**Goal of the exercise:** Set down word for word the part of the text below about hunters crossing rural land, starting at "Today as they" and ending at "to go away.".

Ok, so we had 5 cats, lost 4 of them within 2 years of moving here. We have 40 acres, and are very rural, we’ve fenced off the back yard for the dog, and tried to build hedges where we want to keep some security. The hunt usually ramble across our scrub land, and this we can handle. Often when it’s just the odd hunter on his own we don’t take offence, or when it’s a big hunt set up by the neighbouring farm to catch the “FOX”(because it’s out of season), which usually turns out to be a few boar.

But every now and then they take liberties, and just smash there way across which ever part of our land they wish.

We don’t keep animals, because we can never keep a fence up long enough, our chickens are all gone now, most have fallen foul to the jaws of a dog(oddly never once a fox).

When we confront them they ignore us or tell us they have rights, and just continue, most of time they just blank us as we chase after them.

Today as they chased across our horse paddock(10 men 30 dogs), they said the guns aren’t loaded so they can come onto our land.

I have an ortistic brother who does not handle confrontation well, and is quite scared of men with guns.

Not to mention again, that I’ve lost 4 cats…

Do I have any rights? the NON hunting signs don’t seem to have an effect, and talking to them just results in lots of shouting and being told to go away.

Is it just a piece of french culture I should get used to or is their help?

I live in Les landes(40) where everything is very rural, and traditional. When I speak to the younger generation it does seem that hunting has lost popularity. I don’t want to change anything about tradition or culture, just feel safe in my home.

**Raw data:**

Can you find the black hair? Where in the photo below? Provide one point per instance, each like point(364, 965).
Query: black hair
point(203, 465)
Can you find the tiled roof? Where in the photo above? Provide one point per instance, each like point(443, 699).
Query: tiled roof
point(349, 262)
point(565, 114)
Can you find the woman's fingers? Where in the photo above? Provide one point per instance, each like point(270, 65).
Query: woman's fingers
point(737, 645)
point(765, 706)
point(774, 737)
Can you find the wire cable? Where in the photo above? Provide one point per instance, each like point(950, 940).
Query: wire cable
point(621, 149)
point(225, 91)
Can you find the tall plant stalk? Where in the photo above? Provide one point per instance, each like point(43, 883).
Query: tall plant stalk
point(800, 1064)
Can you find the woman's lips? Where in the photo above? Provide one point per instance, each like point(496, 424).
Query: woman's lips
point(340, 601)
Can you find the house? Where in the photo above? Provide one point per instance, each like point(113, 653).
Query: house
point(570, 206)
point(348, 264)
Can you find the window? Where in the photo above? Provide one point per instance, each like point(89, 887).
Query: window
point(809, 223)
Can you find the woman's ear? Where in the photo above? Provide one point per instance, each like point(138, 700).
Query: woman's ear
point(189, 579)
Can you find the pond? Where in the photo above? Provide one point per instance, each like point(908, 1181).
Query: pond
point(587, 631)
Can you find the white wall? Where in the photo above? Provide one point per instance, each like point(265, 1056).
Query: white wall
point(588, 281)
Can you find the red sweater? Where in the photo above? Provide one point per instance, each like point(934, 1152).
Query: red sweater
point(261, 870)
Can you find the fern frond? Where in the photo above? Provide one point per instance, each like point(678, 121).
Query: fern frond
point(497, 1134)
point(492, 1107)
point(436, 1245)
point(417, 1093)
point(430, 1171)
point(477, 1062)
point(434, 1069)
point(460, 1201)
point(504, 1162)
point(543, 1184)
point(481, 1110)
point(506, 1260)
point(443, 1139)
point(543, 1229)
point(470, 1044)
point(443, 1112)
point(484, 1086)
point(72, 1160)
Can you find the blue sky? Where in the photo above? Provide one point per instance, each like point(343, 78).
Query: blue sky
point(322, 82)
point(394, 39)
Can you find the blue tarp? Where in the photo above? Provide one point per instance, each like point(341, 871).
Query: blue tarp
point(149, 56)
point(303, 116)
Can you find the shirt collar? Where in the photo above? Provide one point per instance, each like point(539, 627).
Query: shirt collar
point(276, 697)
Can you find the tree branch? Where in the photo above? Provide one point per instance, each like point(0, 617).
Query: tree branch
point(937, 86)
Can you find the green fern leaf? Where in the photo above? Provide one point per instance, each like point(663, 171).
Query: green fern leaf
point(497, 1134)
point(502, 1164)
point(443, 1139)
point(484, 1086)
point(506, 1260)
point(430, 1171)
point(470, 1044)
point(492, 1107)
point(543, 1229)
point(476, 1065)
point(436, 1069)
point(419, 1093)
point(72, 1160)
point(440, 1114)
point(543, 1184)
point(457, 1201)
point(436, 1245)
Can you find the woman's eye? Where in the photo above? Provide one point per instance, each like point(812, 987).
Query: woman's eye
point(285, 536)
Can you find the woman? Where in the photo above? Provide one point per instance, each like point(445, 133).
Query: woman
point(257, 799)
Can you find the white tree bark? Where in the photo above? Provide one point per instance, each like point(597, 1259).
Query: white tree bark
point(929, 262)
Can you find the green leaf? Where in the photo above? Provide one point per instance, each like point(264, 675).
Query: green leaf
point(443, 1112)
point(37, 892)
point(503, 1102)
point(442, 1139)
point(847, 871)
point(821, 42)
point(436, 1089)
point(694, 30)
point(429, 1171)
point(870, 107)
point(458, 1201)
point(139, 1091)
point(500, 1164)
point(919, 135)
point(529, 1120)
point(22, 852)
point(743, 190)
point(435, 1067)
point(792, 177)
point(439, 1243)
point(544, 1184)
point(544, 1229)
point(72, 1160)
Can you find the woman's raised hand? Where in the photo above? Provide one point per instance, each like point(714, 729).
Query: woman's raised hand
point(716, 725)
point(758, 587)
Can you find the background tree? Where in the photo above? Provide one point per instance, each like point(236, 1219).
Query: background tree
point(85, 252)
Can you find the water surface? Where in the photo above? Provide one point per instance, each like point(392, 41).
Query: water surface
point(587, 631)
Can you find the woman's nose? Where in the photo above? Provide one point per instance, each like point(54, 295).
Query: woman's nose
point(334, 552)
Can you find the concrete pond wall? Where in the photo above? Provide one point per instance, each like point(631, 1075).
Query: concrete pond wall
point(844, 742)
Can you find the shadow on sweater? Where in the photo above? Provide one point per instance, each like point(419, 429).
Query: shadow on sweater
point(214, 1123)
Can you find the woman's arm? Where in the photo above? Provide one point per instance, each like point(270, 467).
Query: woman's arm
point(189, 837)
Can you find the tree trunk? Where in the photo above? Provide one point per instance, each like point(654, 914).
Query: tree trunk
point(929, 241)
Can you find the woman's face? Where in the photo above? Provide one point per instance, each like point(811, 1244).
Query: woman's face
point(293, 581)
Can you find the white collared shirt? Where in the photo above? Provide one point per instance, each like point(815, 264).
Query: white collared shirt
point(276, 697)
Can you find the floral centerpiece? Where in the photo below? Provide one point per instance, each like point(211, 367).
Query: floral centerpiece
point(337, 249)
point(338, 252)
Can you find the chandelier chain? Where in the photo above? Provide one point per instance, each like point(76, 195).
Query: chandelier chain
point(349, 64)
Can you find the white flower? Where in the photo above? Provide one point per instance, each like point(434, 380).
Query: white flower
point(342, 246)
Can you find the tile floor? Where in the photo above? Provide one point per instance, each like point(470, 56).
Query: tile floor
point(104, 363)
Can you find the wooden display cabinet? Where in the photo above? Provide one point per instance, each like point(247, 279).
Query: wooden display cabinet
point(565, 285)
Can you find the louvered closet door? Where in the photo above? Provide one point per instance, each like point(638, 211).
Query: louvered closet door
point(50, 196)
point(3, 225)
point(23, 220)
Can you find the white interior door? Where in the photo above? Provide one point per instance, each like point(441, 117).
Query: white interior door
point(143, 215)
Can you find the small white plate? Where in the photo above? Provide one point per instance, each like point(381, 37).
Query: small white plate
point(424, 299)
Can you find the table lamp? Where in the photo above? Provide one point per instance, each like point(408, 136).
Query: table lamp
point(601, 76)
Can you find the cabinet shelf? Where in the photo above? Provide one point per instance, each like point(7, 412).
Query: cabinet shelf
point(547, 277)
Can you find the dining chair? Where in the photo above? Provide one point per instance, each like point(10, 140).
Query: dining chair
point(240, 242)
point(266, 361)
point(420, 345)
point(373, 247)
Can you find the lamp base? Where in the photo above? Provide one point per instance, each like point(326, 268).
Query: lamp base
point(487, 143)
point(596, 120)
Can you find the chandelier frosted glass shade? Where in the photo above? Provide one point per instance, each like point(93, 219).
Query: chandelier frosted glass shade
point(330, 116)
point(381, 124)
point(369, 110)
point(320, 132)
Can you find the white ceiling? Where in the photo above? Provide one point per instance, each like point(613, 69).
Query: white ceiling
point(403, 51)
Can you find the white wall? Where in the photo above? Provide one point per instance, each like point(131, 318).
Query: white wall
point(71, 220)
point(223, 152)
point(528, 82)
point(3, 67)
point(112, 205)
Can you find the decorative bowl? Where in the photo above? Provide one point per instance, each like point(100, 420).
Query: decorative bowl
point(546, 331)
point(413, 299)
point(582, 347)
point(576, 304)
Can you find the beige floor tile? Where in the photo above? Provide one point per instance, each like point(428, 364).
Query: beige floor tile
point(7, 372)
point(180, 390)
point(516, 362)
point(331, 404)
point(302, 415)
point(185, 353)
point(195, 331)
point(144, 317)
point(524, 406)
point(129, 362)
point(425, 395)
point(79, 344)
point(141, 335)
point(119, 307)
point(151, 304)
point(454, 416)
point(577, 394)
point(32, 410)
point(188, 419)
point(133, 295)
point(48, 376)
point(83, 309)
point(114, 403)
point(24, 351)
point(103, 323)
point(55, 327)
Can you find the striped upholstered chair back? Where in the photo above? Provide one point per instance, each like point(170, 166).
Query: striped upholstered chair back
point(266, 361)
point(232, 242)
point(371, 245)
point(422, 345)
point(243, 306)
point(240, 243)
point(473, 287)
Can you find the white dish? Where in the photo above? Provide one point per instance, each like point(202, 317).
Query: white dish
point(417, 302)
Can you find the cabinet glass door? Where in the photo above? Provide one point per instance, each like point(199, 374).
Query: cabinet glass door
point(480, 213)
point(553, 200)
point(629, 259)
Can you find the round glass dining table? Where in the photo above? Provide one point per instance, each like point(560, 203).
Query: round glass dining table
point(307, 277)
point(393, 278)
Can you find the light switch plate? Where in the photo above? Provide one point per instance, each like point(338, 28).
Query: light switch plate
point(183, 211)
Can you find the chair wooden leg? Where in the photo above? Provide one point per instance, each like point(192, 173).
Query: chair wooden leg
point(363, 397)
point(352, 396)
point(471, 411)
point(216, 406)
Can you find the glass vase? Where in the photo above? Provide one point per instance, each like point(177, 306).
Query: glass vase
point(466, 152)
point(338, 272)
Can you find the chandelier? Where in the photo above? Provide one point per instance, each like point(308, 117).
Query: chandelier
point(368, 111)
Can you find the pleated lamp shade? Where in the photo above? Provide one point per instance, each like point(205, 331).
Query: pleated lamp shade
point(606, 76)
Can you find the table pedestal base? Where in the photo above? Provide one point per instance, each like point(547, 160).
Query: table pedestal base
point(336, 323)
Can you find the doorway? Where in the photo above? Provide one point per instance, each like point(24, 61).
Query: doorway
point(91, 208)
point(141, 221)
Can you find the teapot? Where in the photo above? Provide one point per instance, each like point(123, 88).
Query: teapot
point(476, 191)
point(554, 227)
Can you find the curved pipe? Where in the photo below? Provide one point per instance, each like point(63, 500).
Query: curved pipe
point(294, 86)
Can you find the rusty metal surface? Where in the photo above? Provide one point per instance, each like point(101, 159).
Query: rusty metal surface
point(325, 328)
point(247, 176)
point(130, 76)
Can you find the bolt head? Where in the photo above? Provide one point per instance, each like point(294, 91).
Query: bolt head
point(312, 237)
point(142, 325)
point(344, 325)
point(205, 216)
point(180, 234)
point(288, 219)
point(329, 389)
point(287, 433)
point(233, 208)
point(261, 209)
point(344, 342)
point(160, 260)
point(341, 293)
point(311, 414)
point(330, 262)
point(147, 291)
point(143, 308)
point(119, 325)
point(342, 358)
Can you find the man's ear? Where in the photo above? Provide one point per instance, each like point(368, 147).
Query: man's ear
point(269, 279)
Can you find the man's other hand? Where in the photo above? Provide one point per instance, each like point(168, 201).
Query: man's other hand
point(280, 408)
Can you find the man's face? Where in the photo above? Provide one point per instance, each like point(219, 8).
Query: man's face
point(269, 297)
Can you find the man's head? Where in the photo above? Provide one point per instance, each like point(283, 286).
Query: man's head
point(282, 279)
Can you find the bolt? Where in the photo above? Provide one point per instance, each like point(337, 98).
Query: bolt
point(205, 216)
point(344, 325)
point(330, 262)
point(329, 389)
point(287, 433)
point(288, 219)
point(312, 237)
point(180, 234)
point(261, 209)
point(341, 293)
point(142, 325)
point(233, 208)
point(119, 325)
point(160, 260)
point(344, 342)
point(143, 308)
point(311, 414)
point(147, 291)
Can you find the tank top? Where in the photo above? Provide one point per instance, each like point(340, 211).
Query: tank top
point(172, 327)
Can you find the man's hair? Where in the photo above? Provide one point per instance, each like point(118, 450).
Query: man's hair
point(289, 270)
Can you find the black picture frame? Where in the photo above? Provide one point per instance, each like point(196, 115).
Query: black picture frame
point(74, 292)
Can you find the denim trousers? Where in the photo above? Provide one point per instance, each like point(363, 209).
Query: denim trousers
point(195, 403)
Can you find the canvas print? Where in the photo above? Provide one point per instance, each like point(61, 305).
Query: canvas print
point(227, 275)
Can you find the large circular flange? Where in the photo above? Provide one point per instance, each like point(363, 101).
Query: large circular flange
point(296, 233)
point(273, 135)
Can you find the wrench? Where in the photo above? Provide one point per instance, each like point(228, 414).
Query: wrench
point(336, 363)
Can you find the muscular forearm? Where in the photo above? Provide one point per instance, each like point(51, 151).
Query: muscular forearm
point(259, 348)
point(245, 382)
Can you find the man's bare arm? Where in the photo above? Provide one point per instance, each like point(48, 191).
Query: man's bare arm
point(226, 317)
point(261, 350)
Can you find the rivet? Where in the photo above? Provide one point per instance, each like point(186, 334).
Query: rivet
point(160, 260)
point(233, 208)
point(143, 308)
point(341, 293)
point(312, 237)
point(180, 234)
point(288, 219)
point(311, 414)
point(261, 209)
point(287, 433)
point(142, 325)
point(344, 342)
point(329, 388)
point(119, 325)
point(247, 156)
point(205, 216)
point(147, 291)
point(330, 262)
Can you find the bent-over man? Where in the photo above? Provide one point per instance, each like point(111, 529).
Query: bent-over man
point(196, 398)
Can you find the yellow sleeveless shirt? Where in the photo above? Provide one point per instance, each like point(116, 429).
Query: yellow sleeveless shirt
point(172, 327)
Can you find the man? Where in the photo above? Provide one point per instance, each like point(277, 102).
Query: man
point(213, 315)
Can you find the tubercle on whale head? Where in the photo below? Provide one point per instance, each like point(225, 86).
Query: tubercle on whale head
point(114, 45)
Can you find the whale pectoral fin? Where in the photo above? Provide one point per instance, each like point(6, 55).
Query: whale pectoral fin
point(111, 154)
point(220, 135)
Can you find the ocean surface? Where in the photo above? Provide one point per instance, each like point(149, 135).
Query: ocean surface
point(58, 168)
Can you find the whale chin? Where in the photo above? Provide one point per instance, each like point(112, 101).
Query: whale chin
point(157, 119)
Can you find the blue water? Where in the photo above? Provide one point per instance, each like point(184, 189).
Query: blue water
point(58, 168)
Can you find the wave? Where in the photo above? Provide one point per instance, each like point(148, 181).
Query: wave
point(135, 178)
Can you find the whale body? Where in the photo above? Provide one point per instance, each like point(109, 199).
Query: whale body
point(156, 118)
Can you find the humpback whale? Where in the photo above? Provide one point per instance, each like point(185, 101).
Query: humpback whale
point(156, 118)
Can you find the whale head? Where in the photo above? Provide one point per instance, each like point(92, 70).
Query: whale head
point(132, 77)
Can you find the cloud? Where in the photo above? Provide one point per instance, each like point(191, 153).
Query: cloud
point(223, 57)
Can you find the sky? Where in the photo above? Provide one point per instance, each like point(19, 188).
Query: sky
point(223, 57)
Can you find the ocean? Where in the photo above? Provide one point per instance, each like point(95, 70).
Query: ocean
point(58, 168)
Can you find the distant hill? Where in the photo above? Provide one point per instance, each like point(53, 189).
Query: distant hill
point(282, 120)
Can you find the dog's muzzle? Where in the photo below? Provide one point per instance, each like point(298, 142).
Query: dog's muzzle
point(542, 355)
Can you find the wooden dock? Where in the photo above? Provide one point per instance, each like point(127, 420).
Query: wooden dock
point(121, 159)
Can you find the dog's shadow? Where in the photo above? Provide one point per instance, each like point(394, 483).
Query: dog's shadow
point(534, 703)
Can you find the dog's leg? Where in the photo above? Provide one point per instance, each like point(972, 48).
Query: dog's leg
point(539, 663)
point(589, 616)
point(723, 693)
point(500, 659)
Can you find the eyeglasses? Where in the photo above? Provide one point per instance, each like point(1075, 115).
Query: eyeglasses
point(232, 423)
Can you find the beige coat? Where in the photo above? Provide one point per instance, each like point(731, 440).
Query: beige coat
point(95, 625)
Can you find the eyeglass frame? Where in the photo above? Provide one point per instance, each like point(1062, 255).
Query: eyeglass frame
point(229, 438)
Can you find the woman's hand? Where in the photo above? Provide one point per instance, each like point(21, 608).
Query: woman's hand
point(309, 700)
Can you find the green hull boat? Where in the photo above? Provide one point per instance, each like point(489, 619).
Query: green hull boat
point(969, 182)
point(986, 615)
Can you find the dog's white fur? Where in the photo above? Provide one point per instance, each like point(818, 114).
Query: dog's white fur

**Final result:**
Today as they chased across our horse paddock(10 men 30 dogs), they said the guns aren’t loaded so they can come onto our land.

I have an ortistic brother who does not handle confrontation well, and is quite scared of men with guns.

Not to mention again, that I’ve lost 4 cats…

Do I have any rights? the NON hunting signs don’t seem to have an effect, and talking to them just results in lots of shouting and being told to go away.